• _Alıştırmanın Amacı_
Aşağıdaki satırlar arasından "railing" sözcüğünü içerenlerin tamamını, hiçbir değişiklik yapmadan geri veriniz.

───

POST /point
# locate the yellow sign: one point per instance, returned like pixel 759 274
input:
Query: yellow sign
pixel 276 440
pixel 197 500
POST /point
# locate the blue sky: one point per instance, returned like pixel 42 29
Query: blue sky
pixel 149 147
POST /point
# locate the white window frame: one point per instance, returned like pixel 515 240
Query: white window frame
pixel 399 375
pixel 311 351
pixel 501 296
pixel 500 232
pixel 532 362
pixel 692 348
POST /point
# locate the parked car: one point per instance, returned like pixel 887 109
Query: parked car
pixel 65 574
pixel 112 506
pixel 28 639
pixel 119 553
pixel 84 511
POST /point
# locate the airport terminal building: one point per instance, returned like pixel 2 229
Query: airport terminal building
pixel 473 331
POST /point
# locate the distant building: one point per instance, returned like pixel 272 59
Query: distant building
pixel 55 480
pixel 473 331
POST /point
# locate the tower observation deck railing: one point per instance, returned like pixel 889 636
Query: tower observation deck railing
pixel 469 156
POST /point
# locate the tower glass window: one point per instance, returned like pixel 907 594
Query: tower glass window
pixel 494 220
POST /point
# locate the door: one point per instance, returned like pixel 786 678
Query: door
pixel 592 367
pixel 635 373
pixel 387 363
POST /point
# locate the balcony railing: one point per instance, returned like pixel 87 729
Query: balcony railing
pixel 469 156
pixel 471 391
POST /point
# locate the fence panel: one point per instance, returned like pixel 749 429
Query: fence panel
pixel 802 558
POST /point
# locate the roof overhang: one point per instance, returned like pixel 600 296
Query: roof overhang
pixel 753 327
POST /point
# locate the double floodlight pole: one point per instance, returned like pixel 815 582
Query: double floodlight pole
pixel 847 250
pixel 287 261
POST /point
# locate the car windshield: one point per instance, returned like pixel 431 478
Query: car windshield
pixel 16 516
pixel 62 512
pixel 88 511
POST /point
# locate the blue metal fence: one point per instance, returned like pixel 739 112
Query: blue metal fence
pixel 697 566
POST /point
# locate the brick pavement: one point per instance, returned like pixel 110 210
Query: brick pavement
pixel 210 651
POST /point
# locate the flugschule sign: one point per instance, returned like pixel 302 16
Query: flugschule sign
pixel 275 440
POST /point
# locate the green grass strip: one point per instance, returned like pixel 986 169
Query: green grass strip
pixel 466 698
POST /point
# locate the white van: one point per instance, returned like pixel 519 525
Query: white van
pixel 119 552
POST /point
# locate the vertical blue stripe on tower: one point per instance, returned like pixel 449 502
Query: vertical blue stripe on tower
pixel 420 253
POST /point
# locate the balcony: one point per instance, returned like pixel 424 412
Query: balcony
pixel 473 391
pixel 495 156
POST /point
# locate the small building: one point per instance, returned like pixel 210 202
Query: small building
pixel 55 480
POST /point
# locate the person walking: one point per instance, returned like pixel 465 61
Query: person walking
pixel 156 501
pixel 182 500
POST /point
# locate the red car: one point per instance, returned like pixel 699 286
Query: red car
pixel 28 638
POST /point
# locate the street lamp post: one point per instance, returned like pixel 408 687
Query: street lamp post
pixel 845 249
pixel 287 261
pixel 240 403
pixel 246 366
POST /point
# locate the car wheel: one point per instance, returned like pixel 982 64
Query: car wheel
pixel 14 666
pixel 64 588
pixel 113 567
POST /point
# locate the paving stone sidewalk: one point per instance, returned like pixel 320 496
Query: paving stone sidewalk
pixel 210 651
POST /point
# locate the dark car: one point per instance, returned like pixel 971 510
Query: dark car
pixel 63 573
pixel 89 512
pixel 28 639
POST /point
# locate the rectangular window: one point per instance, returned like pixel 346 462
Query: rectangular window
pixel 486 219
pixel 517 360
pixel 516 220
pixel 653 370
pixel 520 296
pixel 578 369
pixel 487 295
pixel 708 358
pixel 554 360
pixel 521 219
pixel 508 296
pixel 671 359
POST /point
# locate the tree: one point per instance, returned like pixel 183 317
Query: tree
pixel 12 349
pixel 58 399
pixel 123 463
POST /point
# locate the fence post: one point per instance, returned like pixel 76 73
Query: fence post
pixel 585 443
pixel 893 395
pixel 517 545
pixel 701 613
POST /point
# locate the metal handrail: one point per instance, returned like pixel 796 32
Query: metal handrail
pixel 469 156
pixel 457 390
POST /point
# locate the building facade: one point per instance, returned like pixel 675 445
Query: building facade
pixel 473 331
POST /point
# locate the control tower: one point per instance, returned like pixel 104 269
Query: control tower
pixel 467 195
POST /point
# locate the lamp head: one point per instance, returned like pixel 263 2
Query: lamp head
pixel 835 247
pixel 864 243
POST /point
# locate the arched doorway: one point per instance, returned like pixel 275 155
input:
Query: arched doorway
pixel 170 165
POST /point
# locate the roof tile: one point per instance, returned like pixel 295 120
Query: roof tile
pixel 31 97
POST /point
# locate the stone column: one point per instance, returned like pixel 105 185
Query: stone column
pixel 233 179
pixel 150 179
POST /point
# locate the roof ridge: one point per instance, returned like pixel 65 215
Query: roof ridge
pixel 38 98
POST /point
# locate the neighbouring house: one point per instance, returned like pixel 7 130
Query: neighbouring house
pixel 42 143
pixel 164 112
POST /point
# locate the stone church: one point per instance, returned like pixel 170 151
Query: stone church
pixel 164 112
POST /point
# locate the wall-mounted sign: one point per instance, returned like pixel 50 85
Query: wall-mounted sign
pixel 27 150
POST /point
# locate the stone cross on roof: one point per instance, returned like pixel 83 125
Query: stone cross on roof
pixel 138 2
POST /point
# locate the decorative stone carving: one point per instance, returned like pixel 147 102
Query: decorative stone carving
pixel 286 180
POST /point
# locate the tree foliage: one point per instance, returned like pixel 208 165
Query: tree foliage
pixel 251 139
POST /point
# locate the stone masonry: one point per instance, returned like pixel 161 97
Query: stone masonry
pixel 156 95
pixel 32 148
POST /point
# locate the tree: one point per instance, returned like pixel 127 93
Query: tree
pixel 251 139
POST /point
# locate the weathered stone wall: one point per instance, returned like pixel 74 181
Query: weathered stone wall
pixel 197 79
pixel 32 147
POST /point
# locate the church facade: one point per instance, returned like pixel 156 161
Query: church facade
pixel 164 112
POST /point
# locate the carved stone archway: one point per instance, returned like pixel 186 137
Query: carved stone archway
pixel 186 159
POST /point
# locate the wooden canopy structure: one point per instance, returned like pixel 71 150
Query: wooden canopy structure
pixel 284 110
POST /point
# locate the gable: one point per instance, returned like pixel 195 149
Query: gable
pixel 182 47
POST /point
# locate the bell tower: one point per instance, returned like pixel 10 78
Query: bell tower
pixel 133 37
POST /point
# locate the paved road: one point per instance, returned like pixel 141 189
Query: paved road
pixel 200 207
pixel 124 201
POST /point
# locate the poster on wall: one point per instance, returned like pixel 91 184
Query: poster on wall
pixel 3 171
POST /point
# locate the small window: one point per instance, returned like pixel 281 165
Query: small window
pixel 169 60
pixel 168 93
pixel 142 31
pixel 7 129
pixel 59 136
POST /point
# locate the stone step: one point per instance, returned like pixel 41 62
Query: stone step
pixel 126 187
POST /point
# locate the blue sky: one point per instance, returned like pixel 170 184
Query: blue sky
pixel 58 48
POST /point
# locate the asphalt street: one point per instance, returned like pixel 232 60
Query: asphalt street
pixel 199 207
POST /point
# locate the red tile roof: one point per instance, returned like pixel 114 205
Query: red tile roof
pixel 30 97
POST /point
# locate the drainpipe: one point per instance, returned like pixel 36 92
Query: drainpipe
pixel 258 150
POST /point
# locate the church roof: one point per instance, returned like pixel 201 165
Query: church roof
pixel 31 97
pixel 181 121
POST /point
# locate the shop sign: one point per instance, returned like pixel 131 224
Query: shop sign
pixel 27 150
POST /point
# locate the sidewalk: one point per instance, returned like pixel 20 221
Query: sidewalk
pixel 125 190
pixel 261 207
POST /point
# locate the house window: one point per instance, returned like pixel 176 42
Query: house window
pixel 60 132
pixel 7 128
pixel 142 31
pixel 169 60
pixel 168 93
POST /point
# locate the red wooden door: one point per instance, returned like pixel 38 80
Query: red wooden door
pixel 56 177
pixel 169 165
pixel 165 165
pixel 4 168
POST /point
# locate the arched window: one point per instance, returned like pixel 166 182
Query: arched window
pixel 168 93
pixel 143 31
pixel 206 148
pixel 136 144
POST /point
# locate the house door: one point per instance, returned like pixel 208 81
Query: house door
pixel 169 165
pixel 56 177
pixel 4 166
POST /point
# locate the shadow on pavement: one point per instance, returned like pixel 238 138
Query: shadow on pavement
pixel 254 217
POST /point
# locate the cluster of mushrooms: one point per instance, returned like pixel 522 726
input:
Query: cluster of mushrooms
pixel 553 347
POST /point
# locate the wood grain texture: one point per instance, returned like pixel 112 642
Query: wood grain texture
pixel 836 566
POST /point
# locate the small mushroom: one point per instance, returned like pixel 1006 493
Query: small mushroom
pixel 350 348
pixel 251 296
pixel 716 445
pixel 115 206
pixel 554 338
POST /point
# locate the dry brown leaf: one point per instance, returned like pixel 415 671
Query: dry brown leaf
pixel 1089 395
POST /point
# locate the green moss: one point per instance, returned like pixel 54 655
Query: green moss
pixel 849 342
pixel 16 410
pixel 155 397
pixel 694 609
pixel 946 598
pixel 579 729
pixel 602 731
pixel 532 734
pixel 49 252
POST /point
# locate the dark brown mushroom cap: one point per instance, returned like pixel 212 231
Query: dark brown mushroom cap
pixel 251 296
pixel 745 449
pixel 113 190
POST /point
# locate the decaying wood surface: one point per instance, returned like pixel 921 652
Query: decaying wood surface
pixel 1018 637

───

• _Problemin Çözümü_
# locate the tower observation deck railing: one point per instance, returned like pixel 889 636
Query: tower observation deck railing
# locate the balcony railing: one point per instance, returned like pixel 87 729
Query: balcony railing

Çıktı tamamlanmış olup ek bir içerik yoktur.